▶ _Fragment tekstu_:

W pochmurny aczkolwiek uroczy poniedziałkowy poniedziałek, zdecydowałyśmy się na podróż do San Giovanni Rotondo. Początkowe plany o plaży musiały zostać zredukowane ze względu na zmianę pogody, która nastąpiła w niedzielny wieczór.
Wybrałyśmy się więc na zakup biletów a następnie poszłyśmy na przystanek. Co ciekawe, na KAŻDYM przystanku w Monte Sant Angelo wyjeżdża o tej samej porze. W efekcie nasz autobus przyjechał z dwudziestominutowym opóźnieniem. Na miejscu byłyśmy jednak wcześniej, niż planowo pokazywał rozkład jazdy.
Miasto okazało się bardzo urokliwe, choć już na wstępie zawiodła nas informacja turystyczna, która była zamknięta. Dotarłyśmy jednak do sanktuarium Ojca Pio. Cały kompleks budynków okazał się bardzo dobrze utrzymany. Wszystko połączone, w dobrym stanie i nieźle oznaczone. Nie można narzekać na nadmiar pielgrzymów. Spokojnie można było zobaczyć wszystko, co w tym miejscu najważniejsze.
Po opuszczeniu zasadniczej części sanktuarium, zdecydowałyśmy się na przejście drogą krzyżową. Planów nie pokrzyżował nam deszczyk, który ostatecznie przestał padać. Miejsce usytuowane w parku robiło bardzo pozytywne wrażenie. Bez najmniejszych komplikacji dotarłyśmy do miejsca naszego zamieszkania, gdzie wieczorem zjadłyśmy najlepszą pizzę, ale o tym innym razem.
Pozdrawiam serdecznie z mniej słonecznej niż zwykle Italii
Renia
Mnie najbardziej urzekły podczas całej podróży do San Giovani Rotondo zdjęcia różnych osób i listy z całego świata, które są umieszczane w różnych miejscach gdzie był Ojciec Pio. Proszą w ten sposób o uzdrowienie lub dziękują za okazane łaski przez wstawiennictwo Ojca Pio.
W San Giovanni Rotondo pod dostatkiem było turystów. Na szczęście zobaczyłyśmy wszystko co sobie zaplanowałyśmy. Muzeum Ojca Pio jest bardzo bogate zbiory a całość kompleksu bardzo dobrze ze sobą połączona.
Na początku zwiedziłyśmy najstarszą część obiektu sanktuaryjnego, potem przeszłyśmy do nowego kościoła z licznymi freskami i przepięknym ołtarzem głównym.

▶ _Cel zadania_: Przepisz fragment relacji z San Giovanni Rotondo, który zaczyna się od słów „Na początku zwiedziłyśmy”, a kończy słowami „przepięknym ołtarzem głównym.”. Zamień w nim „freskami” na „mozaikami”.

[Rekordy zbioru danych z adnotacjami punktowymi]
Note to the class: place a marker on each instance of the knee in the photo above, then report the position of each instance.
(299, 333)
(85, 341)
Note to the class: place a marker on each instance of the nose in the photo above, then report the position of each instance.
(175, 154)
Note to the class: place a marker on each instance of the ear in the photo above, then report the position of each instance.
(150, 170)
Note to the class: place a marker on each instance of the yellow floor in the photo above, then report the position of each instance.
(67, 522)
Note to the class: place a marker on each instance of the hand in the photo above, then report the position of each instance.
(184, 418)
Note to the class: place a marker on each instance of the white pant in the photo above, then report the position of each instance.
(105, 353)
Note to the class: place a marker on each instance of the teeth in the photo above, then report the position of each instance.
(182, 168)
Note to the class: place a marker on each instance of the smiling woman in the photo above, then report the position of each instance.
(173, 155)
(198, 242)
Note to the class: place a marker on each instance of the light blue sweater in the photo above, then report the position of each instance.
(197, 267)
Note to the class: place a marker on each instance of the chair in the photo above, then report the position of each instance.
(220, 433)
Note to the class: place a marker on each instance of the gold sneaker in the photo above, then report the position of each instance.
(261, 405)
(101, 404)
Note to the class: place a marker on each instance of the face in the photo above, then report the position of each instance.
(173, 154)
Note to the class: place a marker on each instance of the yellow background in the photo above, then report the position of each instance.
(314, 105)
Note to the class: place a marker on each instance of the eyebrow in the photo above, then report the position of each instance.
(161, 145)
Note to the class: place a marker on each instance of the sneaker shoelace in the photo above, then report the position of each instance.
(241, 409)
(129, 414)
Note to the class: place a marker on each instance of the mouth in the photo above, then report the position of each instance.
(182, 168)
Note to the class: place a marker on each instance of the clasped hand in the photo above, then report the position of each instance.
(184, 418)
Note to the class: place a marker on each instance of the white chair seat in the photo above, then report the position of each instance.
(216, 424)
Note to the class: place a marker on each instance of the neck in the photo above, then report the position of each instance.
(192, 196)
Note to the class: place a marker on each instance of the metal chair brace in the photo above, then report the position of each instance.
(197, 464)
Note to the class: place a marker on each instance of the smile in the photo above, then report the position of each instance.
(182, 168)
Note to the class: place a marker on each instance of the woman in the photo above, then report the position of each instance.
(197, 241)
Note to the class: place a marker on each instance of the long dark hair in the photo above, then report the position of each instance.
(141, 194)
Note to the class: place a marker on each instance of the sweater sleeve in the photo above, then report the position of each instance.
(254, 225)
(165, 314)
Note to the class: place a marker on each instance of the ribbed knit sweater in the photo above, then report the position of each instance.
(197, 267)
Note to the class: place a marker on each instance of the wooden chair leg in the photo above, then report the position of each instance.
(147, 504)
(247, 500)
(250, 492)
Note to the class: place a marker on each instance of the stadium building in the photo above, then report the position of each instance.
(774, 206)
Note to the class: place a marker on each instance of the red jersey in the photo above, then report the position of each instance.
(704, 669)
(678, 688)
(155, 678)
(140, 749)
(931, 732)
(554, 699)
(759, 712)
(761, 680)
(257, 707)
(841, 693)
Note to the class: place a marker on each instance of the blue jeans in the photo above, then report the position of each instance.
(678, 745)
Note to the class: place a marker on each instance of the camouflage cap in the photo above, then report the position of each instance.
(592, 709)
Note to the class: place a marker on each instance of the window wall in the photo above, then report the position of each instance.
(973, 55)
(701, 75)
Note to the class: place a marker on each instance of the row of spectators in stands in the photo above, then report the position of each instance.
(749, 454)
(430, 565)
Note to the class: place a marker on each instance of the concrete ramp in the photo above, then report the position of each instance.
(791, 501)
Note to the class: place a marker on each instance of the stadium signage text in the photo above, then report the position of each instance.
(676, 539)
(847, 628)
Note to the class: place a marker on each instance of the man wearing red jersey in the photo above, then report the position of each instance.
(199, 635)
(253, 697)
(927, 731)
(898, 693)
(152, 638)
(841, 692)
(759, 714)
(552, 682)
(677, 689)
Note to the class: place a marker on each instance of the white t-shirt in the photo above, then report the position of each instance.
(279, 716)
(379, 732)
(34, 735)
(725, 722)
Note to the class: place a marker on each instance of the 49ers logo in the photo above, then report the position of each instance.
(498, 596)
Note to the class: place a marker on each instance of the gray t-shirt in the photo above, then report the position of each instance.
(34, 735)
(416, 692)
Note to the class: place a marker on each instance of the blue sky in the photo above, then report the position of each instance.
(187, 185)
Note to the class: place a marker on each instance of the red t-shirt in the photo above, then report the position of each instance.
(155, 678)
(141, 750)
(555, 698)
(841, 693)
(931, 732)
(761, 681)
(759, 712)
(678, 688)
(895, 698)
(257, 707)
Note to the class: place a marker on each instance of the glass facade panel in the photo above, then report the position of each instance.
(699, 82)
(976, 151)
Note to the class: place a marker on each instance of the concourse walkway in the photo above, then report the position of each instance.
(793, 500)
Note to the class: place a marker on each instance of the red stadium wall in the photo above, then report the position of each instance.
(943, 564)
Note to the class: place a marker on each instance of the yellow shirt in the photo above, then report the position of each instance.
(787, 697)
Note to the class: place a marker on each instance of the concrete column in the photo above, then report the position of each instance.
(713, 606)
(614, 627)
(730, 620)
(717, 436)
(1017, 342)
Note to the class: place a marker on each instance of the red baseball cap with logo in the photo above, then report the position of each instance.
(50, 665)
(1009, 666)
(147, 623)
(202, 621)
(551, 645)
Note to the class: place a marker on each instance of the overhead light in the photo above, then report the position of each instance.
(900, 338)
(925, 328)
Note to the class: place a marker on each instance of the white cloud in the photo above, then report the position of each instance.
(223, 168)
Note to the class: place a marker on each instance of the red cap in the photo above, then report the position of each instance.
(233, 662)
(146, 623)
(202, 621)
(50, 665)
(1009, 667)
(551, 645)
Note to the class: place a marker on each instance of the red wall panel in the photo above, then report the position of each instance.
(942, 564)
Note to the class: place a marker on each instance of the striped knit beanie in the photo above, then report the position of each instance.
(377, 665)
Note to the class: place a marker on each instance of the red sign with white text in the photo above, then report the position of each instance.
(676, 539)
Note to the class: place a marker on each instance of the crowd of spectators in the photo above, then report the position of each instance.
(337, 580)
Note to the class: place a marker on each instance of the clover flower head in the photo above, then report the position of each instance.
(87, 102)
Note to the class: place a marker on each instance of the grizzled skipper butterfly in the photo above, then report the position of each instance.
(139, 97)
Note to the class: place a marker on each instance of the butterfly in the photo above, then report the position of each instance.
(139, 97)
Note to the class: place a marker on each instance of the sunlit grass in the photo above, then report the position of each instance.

▶ _Rozwiązanie poniżej_:
Na początku zwiedziłyśmy najstarszą część obiektu sanktuaryjnego, potem przeszłyśmy do nowego kościoła z licznymi mozaikami i przepięknym ołtarzem głównym.